Kutipan Terpilih -
******************************

MIMIKA, iNewsJayapura.id - Di ufuk timur nusantara, tersembunyi sebuah kabupaten yang namanya kerap bergema dalam bisikan berita dan cerita. Mimika, terletak di jantung Provinsi Papua, Mimika bukan dikenal karena keramaian kota atau gemerlap teknologi, melainkan karena rahasia besar yang terkandung di perut buminya kekayaan alam yang tiada duanya.
Namun, di balik cerita tentang kekayaan alam itu, terselip lembar-lembar kosong yang belum tersentuh pena pembangunan. Kekayaan yang seharusnya menjadi anugerah, belum sepenuhnya menjelma menjadi kesejahteraan bagi seluruh anak negeri. Di Kampung Pigapu, Distrik Iwaka, kehidupan masih bergelut dengan keterbatasan. Sebuah wilayah yang tampak terlupakan oleh tangan-tangan pembangunan, menanti harapan seperti fajar yang lambat menyingsing di balik gunung.
Di sinilah cerita bermula. Bukan dari hiruk pikuk kota, tapi dari sebuah tempat yang jauh dari sorotan, tempat di mana loreng-loreng hijau datang bukan untuk berperang, melainkan untuk membangun mimpi.
Langkah Perubahan
Dansatgas dan anggota satgas Kodim 1710/Mimika
Harapan tak hanya datang dari janji, tapi dari langkah nyata. Dalam semangat menyatukan negeri, TMMD—TNI Manunggal Membangun Desa menjadi wajah kasih sayang negara yang menjangkau hingga pelosok paling sunyi. Program ini bukan sekadar agenda pembangunan, melainkan pesan bahwa tak ada sejengkal tanah pun di Indonesia yang dilupakan.
Di tahun 2025, melalui tangan pemerintah daerah dan Kodim 1710/Mimika, TMMD Ke-124 hadir membawa angin perubahan ke Kampung Pigapu, Distrik Iwaka. Bukan deru senjata yang menggema di kampung ini, melainkan derap kaki para prajurit yang datang dengan niat mulia. Mereka tak membawa amarah, tapi membawa harapan. Di pundak mereka tertambat program-program pembangunan yang akan menjelma menjadi rumah, jalan, jembatan dan lebih dari itu, kehidupan baru.
Dengan mengusung tema "Dengan Semangat TMMD Mewujudkan Pemerataan Pembangunan dan Ketahanan Nasional di Wilayah", TMMD bukan hanya tentang membangun infrastruktur, melainkan menanam ketahanan, menyulam persatuan, dan menyalakan kembali cahaya di mata masyarakat Kampung Pigapu.
Diantara Kayu dan Harapan
Suara palu bersahut-sahutan, memantul dari dinding-dinding hutan dan menyatu dengan nyanyian alam. Di sela gemerisik dedaunan dan desiran angin pesisir, terdengar ritme gergaji yang membelah kayu bukan dengan amarah, melainkan dengan harapan. Hari itu, Pigapu tidak hanya menjadi tempat tinggal, tapi berubah menjadi ruang kerja besar tempat mimpi-mimpi mulai dibangun.

******************************

Daftar Tugas -
(a) Menurut kutipan di atas, Kampung Pigapu terletak di distrik apa?
(b) Tolong tentukan apakah setiap pernyataan ini sesuai dengan kutipan di atas: (i) TMMD Ke-124 hadir di Kampung Pigapu pada tahun 2025; (ii) Mimika dikenal karena keramaian kotanya; (iii) para prajurit datang ke kampung itu dengan membawa amarah.
(c) Cetak bagian kutipan di atas yang dimulai dengan "Namun, di balik" dan berlanjut hingga "untuk membangun mimpi.".
Materi sesudah ini berdiri sendiri dan tidak berhubungan dengan kutipan.

******************************

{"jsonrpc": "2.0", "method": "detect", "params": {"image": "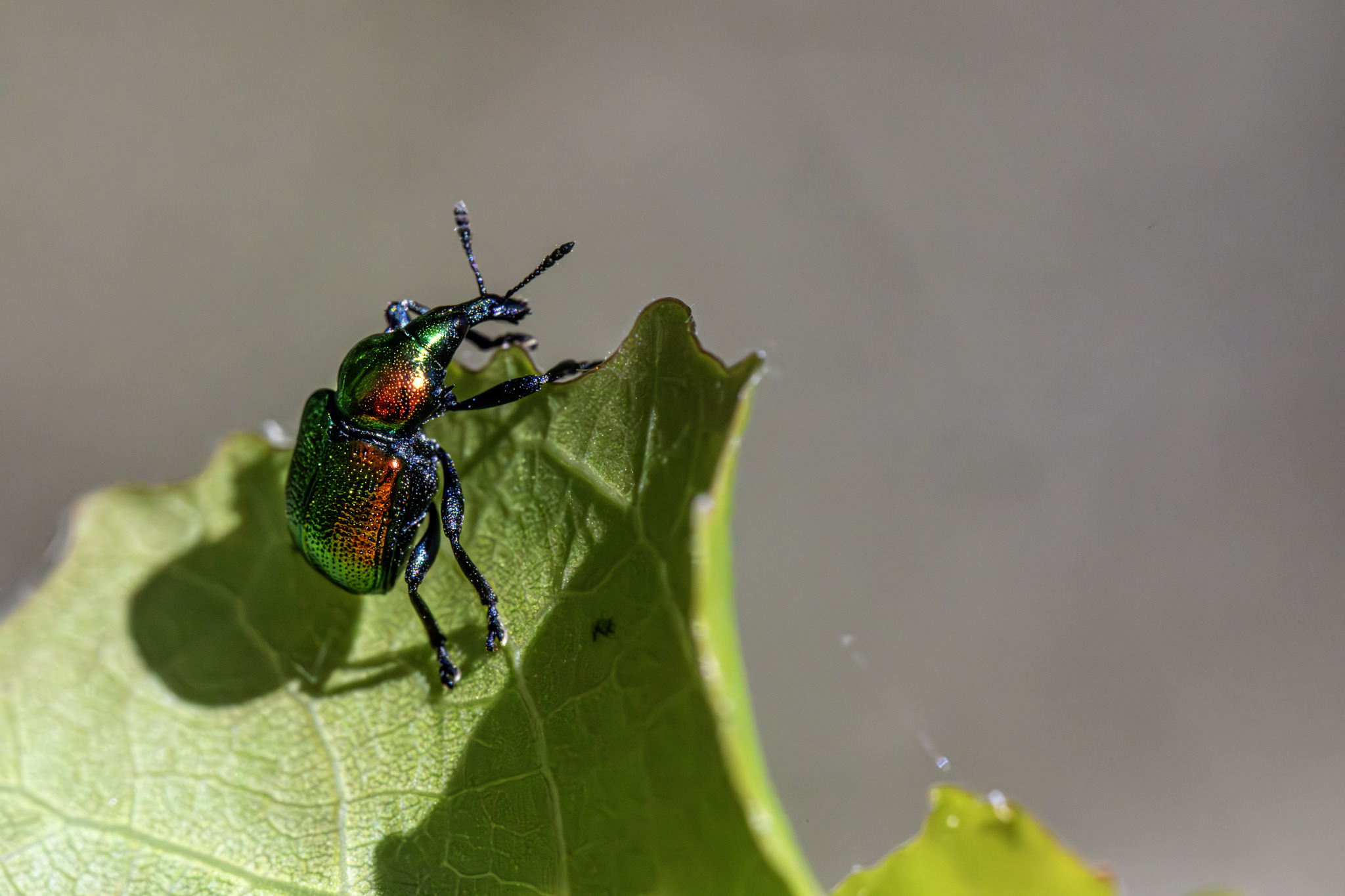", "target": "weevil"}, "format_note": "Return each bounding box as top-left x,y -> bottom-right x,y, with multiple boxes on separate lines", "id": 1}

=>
285,203 -> 600,688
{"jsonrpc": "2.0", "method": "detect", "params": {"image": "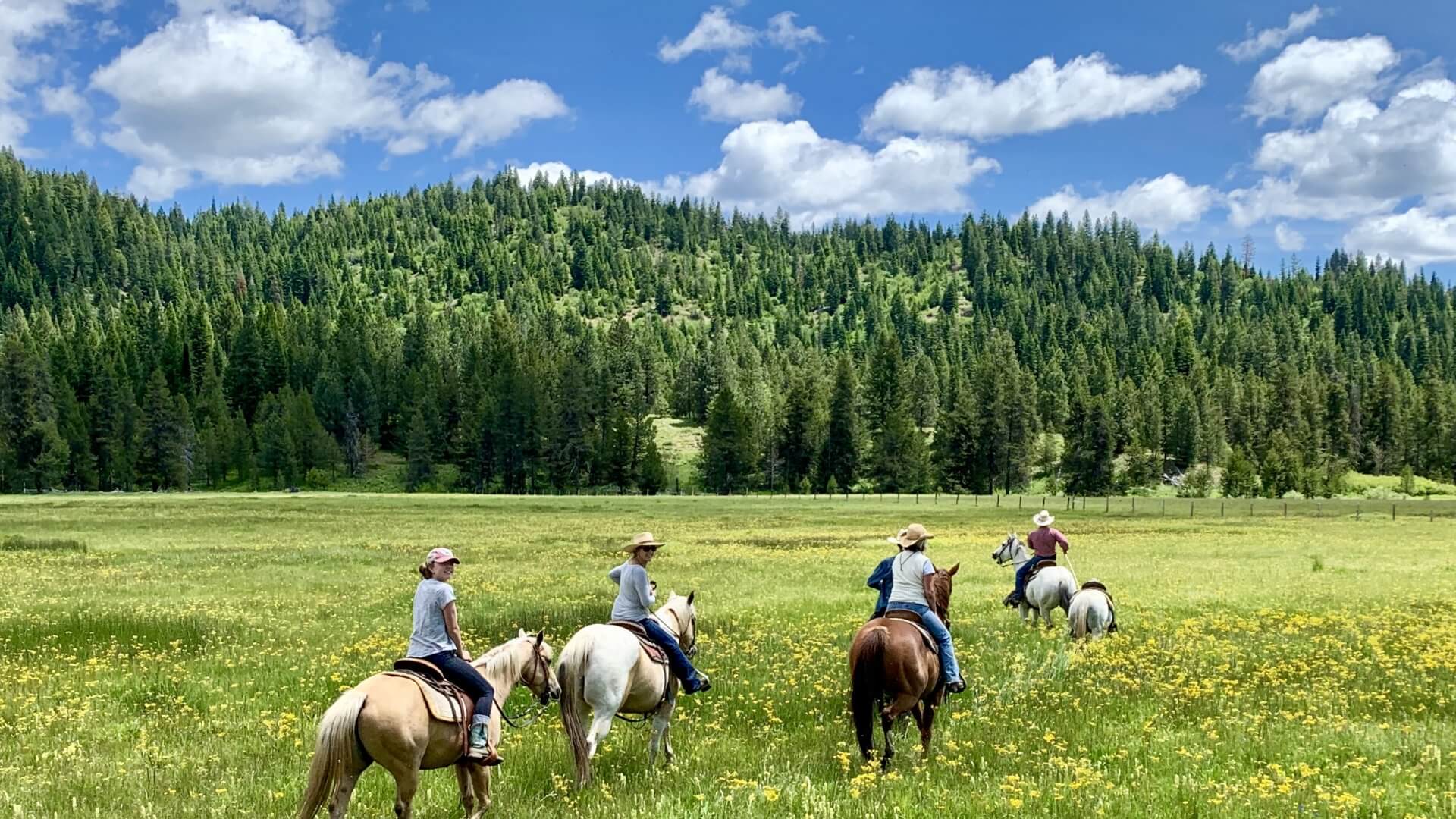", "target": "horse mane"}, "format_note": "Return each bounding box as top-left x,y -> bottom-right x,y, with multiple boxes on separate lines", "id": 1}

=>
472,634 -> 536,679
652,595 -> 687,637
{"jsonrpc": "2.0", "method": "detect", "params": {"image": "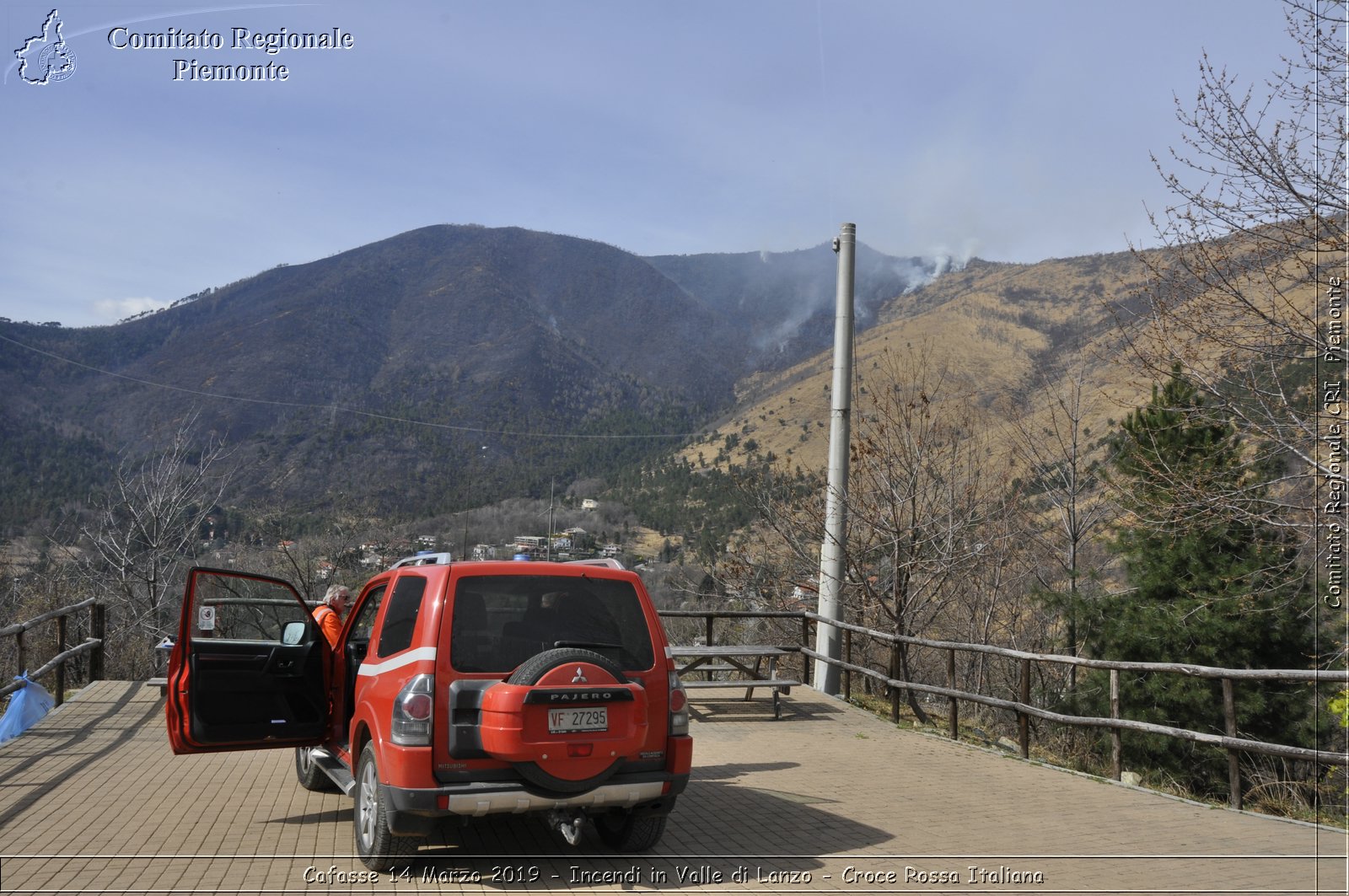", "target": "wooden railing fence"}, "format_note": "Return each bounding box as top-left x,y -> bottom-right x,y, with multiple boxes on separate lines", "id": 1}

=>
661,610 -> 1349,808
0,598 -> 108,706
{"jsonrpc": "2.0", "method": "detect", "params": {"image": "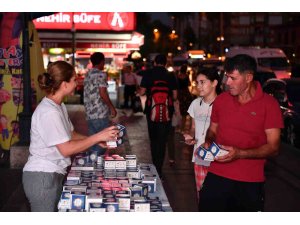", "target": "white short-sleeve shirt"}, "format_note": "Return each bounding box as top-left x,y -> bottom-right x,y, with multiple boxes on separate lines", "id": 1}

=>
23,97 -> 74,174
188,98 -> 213,166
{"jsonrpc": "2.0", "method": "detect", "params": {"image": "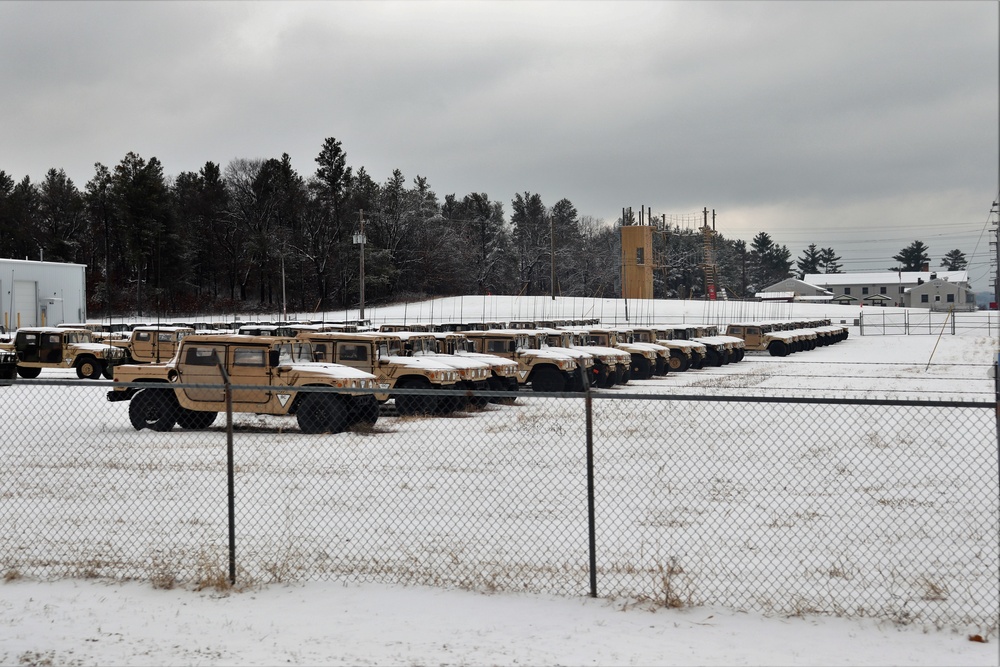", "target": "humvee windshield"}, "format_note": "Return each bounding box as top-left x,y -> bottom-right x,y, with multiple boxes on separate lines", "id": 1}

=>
66,331 -> 93,345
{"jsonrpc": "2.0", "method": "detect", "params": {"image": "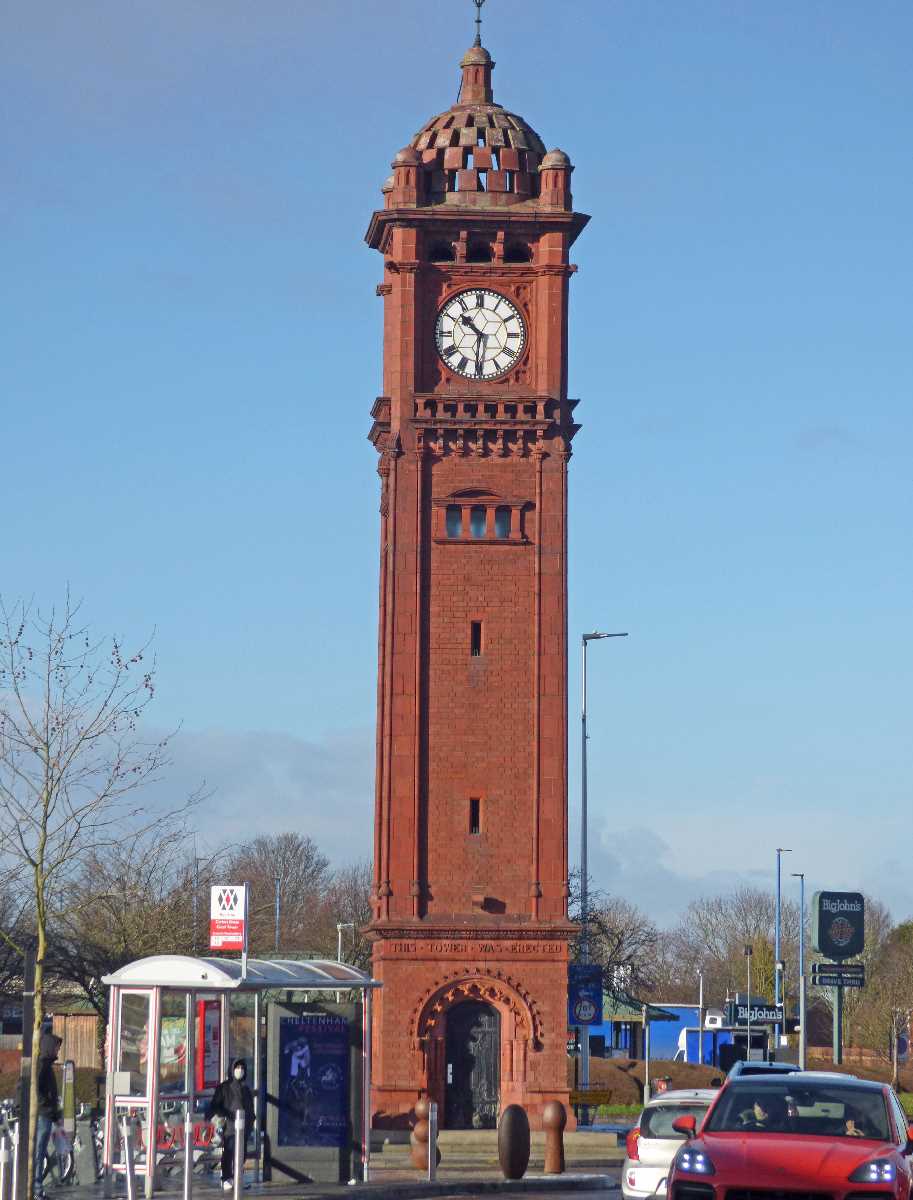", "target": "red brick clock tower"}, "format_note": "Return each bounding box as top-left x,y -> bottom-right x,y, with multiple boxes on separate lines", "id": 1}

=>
367,30 -> 588,1128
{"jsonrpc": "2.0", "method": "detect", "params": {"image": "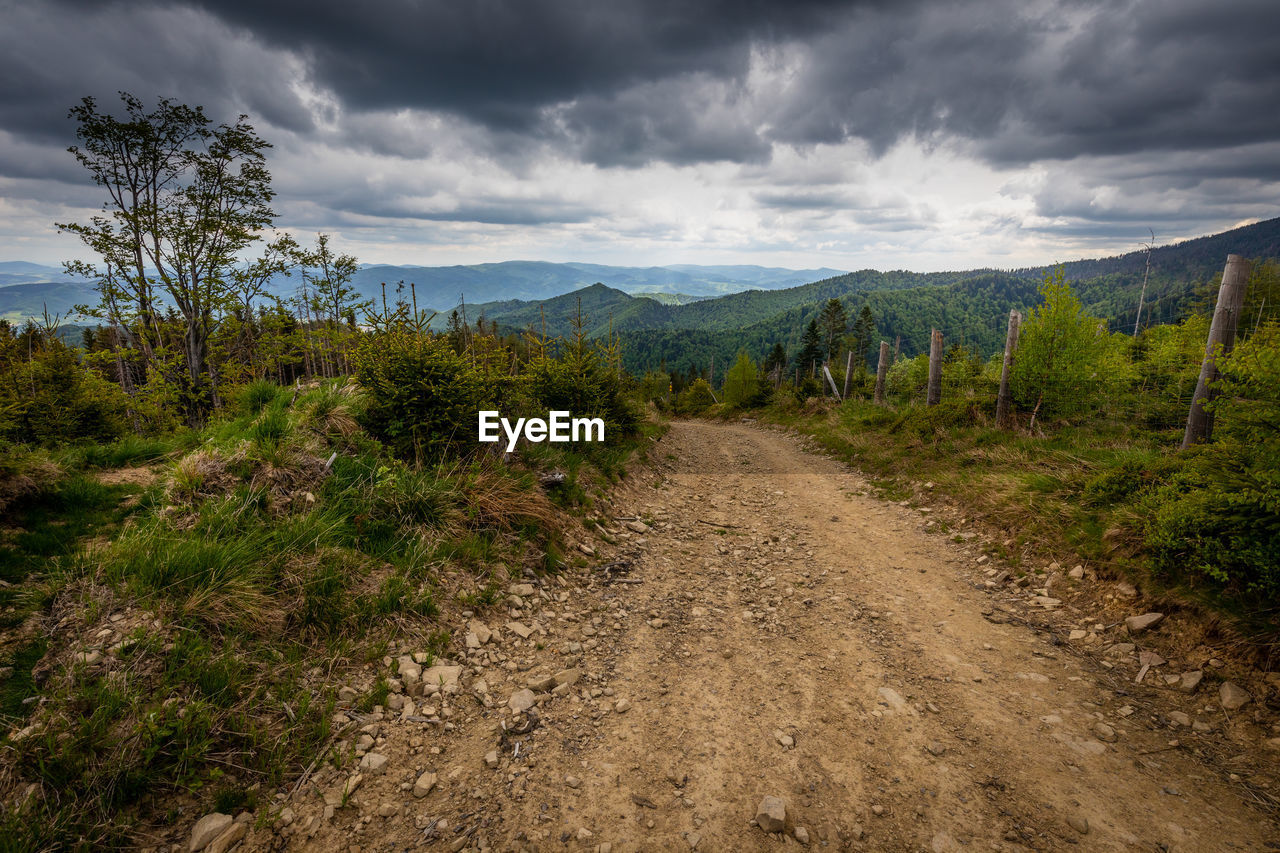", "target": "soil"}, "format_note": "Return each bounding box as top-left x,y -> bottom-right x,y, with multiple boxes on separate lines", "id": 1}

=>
254,421 -> 1280,853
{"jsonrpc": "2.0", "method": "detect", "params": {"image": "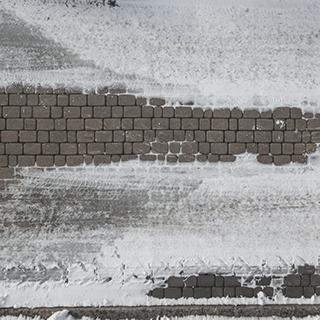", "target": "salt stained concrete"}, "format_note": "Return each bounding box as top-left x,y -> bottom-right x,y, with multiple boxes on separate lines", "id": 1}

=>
0,0 -> 320,110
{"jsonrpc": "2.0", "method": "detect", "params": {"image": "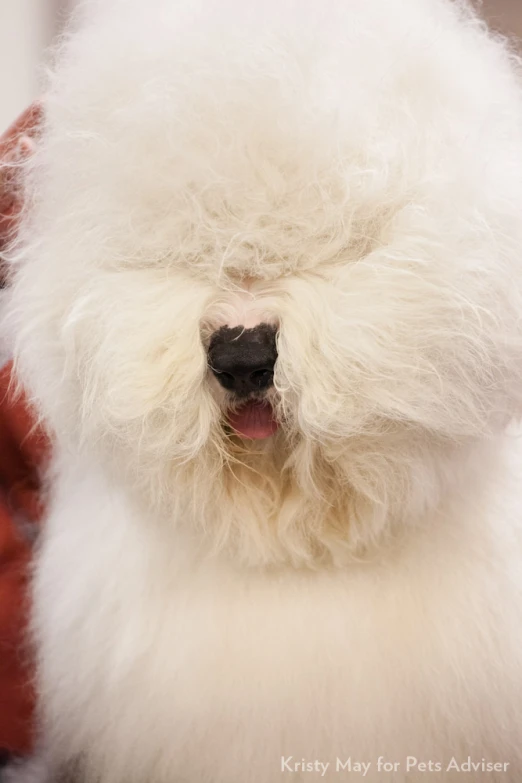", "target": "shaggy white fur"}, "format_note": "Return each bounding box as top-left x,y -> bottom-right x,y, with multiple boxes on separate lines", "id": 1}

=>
8,0 -> 522,783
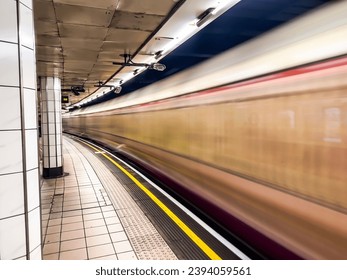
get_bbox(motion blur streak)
[63,1,347,259]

******************************

Jawaban Berikut -
(a) Kampung Pigapu terletak di Distrik Iwaka.

(b)
(i) Ya: "Di tahun 2025, melalui tangan pemerintah daerah dan Kodim 1710/Mimika, TMMD Ke-124 hadir membawa angin perubahan ke Kampung Pigapu, Distrik Iwaka."
(ii) Tidak: "Mimika bukan dikenal karena keramaian kota atau gemerlap teknologi"
(iii) Tidak: "Mereka tak membawa amarah, tapi membawa harapan."

(c)
Namun, di balik cerita tentang kekayaan alam itu, terselip lembar-lembar kosong yang belum tersentuh pena pembangunan. Kekayaan yang seharusnya menjadi anugerah, belum sepenuhnya menjelma menjadi kesejahteraan bagi seluruh anak negeri. Di Kampung Pigapu, Distrik Iwaka, kehidupan masih bergelut dengan keterbatasan. Sebuah wilayah yang tampak terlupakan oleh tangan-tangan pembangunan, menanti harapan seperti fajar yang lambat menyingsing di balik gunung.
Di sinilah cerita bermula. Bukan dari hiruk pikuk kota, tapi dari sebuah tempat yang jauh dari sorotan, tempat di mana loreng-loreng hijau datang bukan untuk berperang, melainkan untuk membangun mimpi.